Records on where objects are located
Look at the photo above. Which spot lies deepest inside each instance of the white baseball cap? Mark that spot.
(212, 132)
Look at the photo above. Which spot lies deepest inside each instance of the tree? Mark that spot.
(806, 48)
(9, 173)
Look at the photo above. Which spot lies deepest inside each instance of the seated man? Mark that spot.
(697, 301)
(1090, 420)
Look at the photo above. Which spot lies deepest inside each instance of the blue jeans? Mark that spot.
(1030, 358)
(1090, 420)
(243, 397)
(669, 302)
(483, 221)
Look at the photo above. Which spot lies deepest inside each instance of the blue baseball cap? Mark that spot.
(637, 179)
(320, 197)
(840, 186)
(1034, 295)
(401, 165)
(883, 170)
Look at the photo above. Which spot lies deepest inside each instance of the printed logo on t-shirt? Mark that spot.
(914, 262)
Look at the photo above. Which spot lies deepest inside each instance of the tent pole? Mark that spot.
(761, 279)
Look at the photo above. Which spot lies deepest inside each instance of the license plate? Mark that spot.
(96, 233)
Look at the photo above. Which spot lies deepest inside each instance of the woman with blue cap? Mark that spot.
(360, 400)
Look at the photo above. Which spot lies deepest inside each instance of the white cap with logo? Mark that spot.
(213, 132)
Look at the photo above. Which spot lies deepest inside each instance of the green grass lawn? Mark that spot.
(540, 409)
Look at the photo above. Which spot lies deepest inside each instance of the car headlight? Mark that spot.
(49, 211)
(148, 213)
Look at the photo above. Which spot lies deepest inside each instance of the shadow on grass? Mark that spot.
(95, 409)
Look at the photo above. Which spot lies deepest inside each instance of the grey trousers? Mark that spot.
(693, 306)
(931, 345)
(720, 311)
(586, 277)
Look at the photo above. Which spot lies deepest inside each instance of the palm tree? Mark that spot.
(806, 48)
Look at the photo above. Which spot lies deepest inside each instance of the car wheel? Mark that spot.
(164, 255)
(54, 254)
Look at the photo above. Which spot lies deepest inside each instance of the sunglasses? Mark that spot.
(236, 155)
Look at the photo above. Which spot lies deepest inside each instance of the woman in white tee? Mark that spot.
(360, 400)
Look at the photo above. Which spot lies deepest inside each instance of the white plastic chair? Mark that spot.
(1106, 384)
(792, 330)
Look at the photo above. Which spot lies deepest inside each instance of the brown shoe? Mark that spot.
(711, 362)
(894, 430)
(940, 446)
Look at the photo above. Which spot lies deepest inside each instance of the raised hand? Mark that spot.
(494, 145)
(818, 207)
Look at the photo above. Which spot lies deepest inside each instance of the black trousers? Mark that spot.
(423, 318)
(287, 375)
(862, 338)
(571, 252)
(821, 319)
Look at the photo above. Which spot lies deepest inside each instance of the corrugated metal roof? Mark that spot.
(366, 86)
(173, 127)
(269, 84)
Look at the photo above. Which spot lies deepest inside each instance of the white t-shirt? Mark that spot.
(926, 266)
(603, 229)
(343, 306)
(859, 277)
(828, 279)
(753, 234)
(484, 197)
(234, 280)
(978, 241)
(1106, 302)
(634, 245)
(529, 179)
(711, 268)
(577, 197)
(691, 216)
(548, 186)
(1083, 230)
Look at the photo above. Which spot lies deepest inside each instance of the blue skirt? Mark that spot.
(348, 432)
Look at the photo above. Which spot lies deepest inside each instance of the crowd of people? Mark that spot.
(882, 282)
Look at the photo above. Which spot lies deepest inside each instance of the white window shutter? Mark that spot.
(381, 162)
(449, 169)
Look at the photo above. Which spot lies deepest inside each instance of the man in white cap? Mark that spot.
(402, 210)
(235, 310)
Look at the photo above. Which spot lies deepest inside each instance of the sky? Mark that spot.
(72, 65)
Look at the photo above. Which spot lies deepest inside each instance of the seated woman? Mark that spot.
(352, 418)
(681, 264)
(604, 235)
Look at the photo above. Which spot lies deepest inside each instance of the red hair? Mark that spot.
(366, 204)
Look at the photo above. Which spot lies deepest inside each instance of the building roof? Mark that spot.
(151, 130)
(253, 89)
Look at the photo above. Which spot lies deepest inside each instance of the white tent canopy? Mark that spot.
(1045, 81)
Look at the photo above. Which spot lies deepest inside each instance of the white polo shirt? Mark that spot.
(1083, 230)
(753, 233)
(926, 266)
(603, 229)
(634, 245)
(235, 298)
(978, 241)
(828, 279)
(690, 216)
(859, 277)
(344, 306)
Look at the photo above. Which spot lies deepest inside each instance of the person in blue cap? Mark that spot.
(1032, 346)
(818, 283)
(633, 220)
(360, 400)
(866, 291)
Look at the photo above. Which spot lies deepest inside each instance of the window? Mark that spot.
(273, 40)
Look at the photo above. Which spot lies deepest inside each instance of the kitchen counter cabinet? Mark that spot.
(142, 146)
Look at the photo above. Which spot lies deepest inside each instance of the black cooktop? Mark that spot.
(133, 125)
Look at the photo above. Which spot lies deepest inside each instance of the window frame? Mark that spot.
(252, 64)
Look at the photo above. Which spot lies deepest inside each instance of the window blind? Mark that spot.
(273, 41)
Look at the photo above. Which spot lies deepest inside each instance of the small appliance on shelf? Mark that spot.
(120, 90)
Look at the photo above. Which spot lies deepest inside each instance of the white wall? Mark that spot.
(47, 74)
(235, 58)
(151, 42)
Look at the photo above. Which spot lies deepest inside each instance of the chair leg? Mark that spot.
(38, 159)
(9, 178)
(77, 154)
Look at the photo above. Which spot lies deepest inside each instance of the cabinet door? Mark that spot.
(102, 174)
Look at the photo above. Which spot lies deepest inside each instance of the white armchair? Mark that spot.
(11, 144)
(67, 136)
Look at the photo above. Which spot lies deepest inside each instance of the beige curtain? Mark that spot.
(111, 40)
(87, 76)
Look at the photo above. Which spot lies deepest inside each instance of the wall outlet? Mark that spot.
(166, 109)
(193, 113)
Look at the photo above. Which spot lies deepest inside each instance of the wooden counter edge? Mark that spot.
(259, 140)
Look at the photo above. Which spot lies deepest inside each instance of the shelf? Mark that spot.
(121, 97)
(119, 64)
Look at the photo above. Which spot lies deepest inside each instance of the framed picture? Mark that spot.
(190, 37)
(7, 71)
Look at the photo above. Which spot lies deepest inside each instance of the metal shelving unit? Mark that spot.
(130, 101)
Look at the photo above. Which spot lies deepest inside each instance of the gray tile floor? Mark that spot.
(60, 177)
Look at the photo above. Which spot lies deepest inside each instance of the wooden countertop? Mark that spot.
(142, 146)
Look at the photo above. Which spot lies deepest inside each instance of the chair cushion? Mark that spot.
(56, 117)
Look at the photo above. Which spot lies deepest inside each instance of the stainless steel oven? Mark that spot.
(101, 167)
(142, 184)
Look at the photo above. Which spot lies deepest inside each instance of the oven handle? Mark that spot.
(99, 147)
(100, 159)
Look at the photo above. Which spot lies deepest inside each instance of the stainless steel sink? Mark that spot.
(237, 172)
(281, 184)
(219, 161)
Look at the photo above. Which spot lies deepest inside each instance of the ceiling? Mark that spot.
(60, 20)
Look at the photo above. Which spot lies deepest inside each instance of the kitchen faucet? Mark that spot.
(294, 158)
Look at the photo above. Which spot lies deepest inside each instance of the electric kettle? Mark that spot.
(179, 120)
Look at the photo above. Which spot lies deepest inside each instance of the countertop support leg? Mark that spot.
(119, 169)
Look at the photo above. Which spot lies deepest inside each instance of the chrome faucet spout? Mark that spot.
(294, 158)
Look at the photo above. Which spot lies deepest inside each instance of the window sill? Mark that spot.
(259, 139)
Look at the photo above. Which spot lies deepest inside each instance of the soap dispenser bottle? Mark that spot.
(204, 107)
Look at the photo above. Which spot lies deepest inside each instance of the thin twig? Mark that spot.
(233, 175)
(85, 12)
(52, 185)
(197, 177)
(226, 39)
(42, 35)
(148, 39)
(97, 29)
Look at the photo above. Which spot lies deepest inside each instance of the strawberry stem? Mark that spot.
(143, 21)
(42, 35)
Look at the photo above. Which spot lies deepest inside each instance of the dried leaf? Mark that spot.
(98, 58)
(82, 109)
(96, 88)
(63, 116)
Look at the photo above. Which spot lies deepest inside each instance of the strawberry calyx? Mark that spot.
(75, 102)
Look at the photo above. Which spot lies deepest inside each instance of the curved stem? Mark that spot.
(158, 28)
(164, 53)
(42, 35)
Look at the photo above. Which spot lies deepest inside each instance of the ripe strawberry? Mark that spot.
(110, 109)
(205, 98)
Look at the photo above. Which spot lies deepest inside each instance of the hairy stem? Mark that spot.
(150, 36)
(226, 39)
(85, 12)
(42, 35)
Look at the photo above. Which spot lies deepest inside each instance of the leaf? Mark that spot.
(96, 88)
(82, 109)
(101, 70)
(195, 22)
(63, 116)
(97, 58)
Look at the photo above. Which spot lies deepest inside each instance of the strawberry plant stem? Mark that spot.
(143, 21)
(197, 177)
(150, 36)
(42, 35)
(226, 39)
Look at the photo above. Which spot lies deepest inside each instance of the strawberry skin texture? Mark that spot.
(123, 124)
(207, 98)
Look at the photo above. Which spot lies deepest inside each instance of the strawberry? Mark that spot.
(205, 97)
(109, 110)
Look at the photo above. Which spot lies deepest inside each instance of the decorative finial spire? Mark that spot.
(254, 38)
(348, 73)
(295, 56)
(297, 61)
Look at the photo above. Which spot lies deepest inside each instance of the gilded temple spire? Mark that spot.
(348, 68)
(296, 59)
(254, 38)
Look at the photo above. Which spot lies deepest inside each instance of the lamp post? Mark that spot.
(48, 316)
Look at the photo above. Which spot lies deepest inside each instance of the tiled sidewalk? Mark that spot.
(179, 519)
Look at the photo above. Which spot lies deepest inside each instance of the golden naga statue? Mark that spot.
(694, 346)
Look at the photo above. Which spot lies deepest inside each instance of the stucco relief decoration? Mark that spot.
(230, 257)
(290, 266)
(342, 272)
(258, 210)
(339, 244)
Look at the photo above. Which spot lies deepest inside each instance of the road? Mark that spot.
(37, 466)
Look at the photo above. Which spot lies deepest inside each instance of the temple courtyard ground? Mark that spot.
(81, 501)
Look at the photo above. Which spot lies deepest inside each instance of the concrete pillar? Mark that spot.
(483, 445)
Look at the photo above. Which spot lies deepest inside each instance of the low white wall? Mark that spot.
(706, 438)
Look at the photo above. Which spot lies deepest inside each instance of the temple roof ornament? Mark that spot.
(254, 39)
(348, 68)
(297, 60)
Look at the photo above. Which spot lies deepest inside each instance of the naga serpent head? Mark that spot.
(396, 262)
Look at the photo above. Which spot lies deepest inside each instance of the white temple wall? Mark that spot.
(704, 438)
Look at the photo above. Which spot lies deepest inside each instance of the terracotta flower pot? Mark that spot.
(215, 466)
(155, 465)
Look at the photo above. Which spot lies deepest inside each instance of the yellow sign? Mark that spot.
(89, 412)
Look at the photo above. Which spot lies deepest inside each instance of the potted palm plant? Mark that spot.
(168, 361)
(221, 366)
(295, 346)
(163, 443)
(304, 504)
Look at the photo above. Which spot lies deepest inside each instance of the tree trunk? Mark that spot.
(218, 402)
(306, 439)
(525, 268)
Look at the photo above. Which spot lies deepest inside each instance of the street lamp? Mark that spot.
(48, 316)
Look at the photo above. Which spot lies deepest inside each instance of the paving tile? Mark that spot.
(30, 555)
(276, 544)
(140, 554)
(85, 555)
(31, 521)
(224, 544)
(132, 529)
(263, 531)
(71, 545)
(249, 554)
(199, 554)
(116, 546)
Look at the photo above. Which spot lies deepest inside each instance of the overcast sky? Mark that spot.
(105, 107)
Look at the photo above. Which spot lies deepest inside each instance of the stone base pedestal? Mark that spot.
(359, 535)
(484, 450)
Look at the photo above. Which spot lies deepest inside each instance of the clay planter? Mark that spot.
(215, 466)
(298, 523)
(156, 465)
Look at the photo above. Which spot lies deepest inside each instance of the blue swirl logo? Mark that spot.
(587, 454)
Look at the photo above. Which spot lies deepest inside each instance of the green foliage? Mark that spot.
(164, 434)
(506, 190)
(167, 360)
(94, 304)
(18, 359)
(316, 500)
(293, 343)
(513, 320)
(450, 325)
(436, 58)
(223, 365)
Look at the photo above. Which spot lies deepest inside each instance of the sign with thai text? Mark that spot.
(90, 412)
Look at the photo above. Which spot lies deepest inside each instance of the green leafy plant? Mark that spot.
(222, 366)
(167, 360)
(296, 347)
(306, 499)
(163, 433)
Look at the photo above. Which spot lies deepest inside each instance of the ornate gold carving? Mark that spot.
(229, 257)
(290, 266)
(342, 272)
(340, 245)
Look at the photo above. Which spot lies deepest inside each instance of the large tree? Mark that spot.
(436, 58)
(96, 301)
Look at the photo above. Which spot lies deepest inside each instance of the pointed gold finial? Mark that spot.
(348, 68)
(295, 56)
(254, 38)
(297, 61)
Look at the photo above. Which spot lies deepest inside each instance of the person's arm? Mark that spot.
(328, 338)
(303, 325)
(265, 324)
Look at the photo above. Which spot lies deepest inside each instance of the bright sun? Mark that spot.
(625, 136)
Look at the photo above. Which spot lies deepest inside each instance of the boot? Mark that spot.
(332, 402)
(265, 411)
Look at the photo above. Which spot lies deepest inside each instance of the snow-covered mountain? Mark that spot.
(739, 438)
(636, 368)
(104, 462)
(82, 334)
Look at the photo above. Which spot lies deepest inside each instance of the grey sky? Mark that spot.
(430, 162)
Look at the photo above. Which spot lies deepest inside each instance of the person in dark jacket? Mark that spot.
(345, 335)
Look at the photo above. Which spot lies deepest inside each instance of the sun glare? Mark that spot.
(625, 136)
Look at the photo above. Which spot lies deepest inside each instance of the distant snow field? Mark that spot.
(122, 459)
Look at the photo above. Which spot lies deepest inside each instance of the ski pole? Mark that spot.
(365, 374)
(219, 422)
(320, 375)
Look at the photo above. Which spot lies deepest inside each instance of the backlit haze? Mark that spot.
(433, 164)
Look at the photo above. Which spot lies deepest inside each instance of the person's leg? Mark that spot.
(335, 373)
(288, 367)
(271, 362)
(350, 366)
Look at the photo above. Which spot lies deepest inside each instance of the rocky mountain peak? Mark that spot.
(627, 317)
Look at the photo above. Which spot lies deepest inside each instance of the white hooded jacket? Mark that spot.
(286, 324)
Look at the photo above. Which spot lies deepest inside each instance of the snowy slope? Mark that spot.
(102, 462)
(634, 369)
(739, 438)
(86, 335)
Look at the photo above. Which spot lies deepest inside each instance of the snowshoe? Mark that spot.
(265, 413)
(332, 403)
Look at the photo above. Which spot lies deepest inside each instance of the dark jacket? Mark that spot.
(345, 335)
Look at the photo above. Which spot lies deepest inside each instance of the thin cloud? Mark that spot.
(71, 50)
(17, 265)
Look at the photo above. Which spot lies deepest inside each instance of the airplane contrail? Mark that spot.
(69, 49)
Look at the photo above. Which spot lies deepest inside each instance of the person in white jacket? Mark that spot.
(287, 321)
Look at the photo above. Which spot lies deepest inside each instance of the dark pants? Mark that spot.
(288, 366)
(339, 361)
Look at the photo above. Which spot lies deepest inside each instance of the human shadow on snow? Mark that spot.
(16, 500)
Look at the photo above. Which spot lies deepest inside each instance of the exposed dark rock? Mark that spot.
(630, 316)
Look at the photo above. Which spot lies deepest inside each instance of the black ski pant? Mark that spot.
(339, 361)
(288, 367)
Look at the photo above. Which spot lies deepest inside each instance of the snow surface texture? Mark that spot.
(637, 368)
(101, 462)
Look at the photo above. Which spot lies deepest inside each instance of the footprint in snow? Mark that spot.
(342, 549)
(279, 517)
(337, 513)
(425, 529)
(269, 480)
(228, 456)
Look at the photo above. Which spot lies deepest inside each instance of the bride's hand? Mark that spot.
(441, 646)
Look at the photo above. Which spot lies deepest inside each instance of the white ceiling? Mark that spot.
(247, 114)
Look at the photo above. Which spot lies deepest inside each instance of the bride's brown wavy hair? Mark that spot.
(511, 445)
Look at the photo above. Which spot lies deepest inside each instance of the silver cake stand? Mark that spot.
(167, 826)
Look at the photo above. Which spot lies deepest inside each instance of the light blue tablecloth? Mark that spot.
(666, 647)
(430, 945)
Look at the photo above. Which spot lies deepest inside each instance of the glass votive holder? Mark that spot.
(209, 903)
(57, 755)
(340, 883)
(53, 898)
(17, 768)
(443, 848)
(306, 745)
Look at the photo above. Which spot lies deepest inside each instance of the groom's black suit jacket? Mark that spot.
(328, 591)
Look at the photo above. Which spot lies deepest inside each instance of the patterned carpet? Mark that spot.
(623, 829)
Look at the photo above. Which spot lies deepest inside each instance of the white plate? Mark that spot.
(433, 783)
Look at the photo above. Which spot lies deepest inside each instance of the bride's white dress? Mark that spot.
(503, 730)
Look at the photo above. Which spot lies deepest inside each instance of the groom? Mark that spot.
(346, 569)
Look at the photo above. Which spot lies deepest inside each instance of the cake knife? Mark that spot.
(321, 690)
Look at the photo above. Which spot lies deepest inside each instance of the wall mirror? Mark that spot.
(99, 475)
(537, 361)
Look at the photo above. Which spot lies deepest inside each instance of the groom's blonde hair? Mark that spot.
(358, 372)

■ Your task
Update everything from the line containing "white plate? Mark that spot." down to the end of the records by replacing "wall mirror" with "framed mirror" and leaving the rest unchanged. Return only those lines.

■ Expected output
Look at the photo above. Which spot lies deepest inside each instance of the white plate? Mark that spot.
(433, 783)
Look at the photo above. Which spot lies deepest inside each instance of the bride's white dress? Mark that spot.
(503, 730)
Look at the photo above. Which spot lies deepest inside each instance of the groom? Mark that spot.
(346, 569)
Look at the photo above. Which spot lies deepest inside each instance of the cake knife? Mark that spot.
(321, 690)
Look at the photo above. Which spot lies deepest inside each instance of the framed mirror? Mark that spot.
(99, 475)
(537, 361)
Look at the photo above. Which spot lies deepest inside each instance of the groom's blonde hair? Mark that spot.
(358, 372)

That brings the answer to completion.